What you will do: Turn these records into a two-column CSV with the header row label_prompt,points. Give one row per record: its text in the first column and its answer in the second. Put each in a single quoted field with line breaks turned into spaces, and leave the pictures out.

┄┄┄┄┄┄┄┄┄┄┄┄┄┄┄┄┄┄┄┄

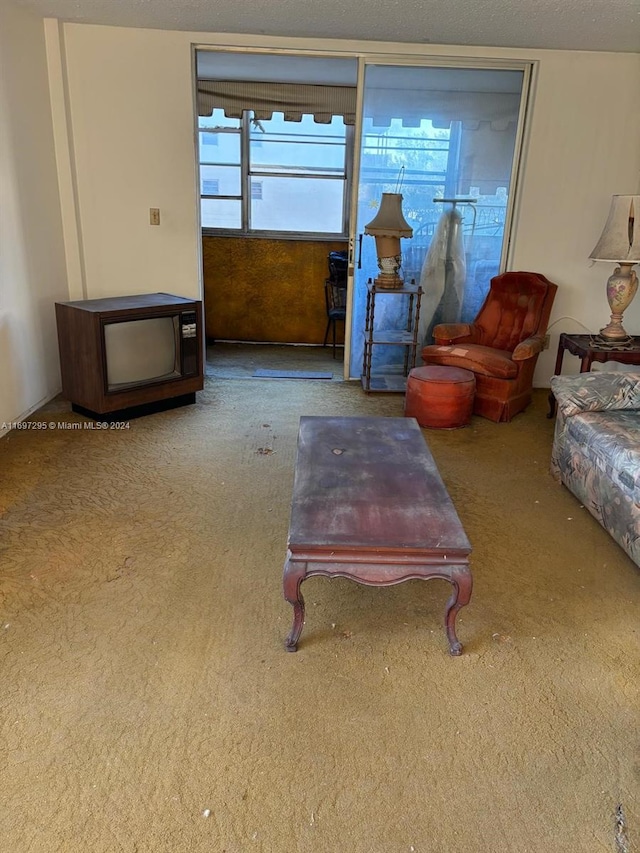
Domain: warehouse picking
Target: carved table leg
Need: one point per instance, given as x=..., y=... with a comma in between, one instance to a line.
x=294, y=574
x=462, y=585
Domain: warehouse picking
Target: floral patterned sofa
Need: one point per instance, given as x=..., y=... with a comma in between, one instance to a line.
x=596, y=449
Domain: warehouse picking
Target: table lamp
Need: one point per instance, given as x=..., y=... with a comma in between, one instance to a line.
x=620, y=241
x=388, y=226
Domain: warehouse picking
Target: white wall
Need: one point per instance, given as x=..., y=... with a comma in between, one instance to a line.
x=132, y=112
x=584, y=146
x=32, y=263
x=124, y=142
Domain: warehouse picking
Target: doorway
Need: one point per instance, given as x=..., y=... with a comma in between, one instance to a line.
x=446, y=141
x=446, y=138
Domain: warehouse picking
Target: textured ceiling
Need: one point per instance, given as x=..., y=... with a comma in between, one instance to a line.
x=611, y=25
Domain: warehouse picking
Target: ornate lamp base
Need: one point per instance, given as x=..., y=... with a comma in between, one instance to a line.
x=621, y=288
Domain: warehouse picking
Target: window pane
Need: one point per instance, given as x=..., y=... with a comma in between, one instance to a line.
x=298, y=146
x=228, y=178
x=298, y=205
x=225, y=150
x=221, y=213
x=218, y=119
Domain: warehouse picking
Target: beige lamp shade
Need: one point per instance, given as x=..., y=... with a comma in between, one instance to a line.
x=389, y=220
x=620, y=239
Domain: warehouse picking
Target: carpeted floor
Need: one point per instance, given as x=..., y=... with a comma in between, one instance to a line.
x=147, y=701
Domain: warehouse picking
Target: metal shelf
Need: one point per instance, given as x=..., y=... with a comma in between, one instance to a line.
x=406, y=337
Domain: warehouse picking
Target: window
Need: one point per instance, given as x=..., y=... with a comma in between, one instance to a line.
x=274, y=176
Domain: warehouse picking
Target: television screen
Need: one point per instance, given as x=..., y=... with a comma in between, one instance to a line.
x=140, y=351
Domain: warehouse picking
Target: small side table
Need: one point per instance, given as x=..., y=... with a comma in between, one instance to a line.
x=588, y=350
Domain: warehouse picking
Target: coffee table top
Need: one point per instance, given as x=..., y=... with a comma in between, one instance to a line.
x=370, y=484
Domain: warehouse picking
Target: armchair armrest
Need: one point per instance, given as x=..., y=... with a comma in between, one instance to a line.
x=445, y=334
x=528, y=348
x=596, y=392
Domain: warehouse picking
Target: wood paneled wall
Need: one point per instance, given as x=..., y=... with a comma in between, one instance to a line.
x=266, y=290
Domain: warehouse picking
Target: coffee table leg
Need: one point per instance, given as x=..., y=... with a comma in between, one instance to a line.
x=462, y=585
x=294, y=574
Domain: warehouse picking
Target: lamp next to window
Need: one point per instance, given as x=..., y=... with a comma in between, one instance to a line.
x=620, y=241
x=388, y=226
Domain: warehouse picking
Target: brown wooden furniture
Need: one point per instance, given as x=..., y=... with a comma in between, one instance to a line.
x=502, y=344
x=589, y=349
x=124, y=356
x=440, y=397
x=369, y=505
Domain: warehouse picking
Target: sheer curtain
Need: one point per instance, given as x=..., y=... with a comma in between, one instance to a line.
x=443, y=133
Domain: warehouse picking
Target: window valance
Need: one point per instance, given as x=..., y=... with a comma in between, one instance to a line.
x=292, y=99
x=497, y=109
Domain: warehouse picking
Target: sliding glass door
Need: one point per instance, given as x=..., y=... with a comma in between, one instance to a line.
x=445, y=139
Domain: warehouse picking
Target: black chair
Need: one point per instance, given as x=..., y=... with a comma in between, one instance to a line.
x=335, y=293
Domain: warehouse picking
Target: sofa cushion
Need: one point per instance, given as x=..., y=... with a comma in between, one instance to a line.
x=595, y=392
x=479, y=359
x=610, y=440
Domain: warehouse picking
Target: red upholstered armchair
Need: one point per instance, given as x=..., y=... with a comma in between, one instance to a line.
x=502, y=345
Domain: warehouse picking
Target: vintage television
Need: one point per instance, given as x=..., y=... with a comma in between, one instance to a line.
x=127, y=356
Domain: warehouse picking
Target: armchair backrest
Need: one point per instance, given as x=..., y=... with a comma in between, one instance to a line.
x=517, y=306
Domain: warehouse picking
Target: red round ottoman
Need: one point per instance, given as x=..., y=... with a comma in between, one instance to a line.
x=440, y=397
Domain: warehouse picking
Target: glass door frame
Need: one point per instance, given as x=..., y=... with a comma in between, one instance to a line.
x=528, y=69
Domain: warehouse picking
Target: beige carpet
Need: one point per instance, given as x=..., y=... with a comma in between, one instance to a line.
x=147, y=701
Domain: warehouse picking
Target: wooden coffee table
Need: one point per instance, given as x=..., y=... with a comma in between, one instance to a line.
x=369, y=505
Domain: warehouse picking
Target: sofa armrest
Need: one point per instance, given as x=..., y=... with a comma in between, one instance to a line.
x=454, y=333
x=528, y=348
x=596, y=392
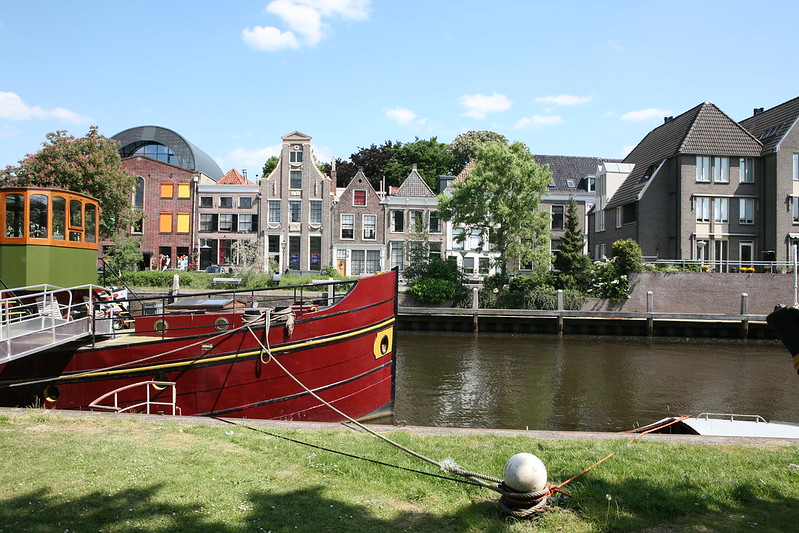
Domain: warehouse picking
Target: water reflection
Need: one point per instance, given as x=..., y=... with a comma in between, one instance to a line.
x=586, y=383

┄┄┄┄┄┄┄┄┄┄┄┄┄┄┄┄┄┄┄┄

Correct answer:
label_prompt,points
"Domain: warehouse picking Target: carved table leg Need: one point per instance, given as x=..., y=... with a comma in between, one instance to a line.","x=294, y=574 x=462, y=585"
"Domain: warehouse picking Target: floral patterned sofa Need: one point per instance, given as x=..., y=... with a comma in between, one instance to a line.","x=596, y=449"
"Domain: warehouse picking Target: table lamp Need: one point per instance, given as x=..., y=... with a comma in between, one instance to a line.","x=620, y=241 x=388, y=226"
"Domain: warehouse picking Target: white wall Need: one point per instance, given as x=..., y=... with a comma in between, one instance to a line.","x=132, y=112 x=584, y=146 x=32, y=263 x=124, y=142"
"Domain: warehouse picking Target: doorway Need: one point per instance, given as x=..., y=... with a comma in between, one instance to a line.","x=446, y=141 x=446, y=138"
"Domain: warehouse picking Target: textured ceiling Need: one point per instance, given as x=..., y=... with a comma in between, one instance to a line.","x=611, y=25"
"Domain: warehouse picking Target: ornate lamp base Need: one point per instance, given as x=..., y=... with a comma in between, one instance to a line.","x=621, y=288"
"Domain: warehouse picking Target: window pane Need: one point per instance, given as x=..., y=... with a comma in between, one instance to a line.","x=298, y=146 x=228, y=178 x=298, y=205 x=225, y=150 x=221, y=213 x=218, y=119"
"Domain: warehouse picking Target: beige lamp shade Need: one point per instance, given as x=..., y=... with a comma in between, one instance to a line.","x=389, y=220 x=620, y=239"
"Domain: warehouse picking Target: carpeted floor Need: one point per instance, given as x=..., y=... with a comma in between, one instance to a line.","x=147, y=701"
"Domain: warehouse picking Target: metal shelf Need: one point per instance, given as x=..., y=... with a comma in between, one instance to a line.","x=406, y=337"
"Domain: warehouse picking Target: window Need: one point per instance, given as x=..., y=... with a comma in between, one instance to a line.","x=274, y=176"
"Domain: warehouse picking Target: television screen Need: one point per instance, given as x=..., y=... with a comma in between, one instance to a line.","x=140, y=351"
"Domain: warehouse picking Target: small side table Need: one point per instance, given as x=..., y=... with a comma in between, one instance to a line.","x=588, y=350"
"Domain: warehouse picking Target: coffee table top Need: one point per instance, given as x=..., y=... with a comma in between, one instance to a line.","x=370, y=484"
"Domain: warehouse picking Target: armchair armrest Need: one point per instance, given as x=..., y=... with a comma in between, one instance to a line.","x=445, y=334 x=528, y=348 x=596, y=392"
"Domain: warehouse picking Target: wood paneled wall Need: one point per instance, given as x=..., y=... with a comma in between, one instance to a line.","x=266, y=290"
"Domain: warehouse picking Target: coffee table leg Need: one point per instance, given as x=..., y=... with a comma in between, one instance to a line.","x=462, y=585 x=294, y=574"
"Domain: warehouse picking Target: lamp next to window Need: one point per instance, given as x=..., y=... with a comma in between, one instance to a line.","x=620, y=241 x=388, y=226"
"Domain: warehouse picking Target: brown wooden furniture Need: one point per instance, given as x=..., y=... with a comma in between, one instance to a line.","x=502, y=344 x=589, y=349 x=124, y=356 x=440, y=397 x=369, y=505"
"Domain: warehouse picking Target: sheer curtain Need: one point per instance, given as x=..., y=... with a comma in between, one instance to a line.","x=443, y=133"
"Domain: warehouse picking Target: window valance Need: one point per instance, given as x=..., y=... with a comma in between, one instance to a line.","x=292, y=99 x=497, y=109"
"Domain: warehouse picking Target: sliding glass door Need: one point per instance, given as x=..., y=... with a comma in between, one instance to a line.","x=445, y=139"
"Domain: warehouse picking Target: black chair Need: one point per instance, given as x=..., y=... with a comma in between, one instance to a line.","x=335, y=293"
"Domain: warehouse picking Target: sofa cushion Need: one point per instance, given as x=..., y=... with a comma in between, one instance to a line.","x=595, y=392 x=479, y=359 x=610, y=440"
"Domain: warehouse picking Target: red upholstered armchair Need: one point per instance, given as x=..., y=... with a comma in between, one instance to a line.","x=502, y=345"
"Domain: warehouse picking Target: vintage television Need: one point per instance, given as x=..., y=... with a comma in between, one instance to a line.","x=127, y=356"
"Domain: warehouse picking Target: armchair backrest Need: one point per instance, given as x=..., y=... with a comma in between, one instance to a line.","x=517, y=306"
"Domain: warehouse picking Target: red round ottoman Need: one point per instance, given as x=..., y=... with a comma in between, one instance to a line.","x=440, y=397"
"Domain: warehouse picking Target: glass door frame Need: one point per instance, given as x=..., y=... with a comma in between, one instance to a line.","x=528, y=69"
"Domain: warehouse picking Target: beige carpet Need: one point per instance, given as x=..., y=... with a comma in between, one instance to a line.","x=147, y=701"
"Domain: warehouse picking Target: wooden coffee table Need: one point per instance, given as x=..., y=... with a comma in between, one instance to a line.","x=369, y=505"
"Domain: warehouse picking Target: sofa armrest Need: one point per instance, given as x=..., y=... with a comma in between, one instance to a line.","x=454, y=333 x=528, y=348 x=596, y=392"
"Domain: warehouse picking Target: water reflection Need: one point per instance, given as x=..., y=... with a comma in between, one instance to a line.","x=586, y=383"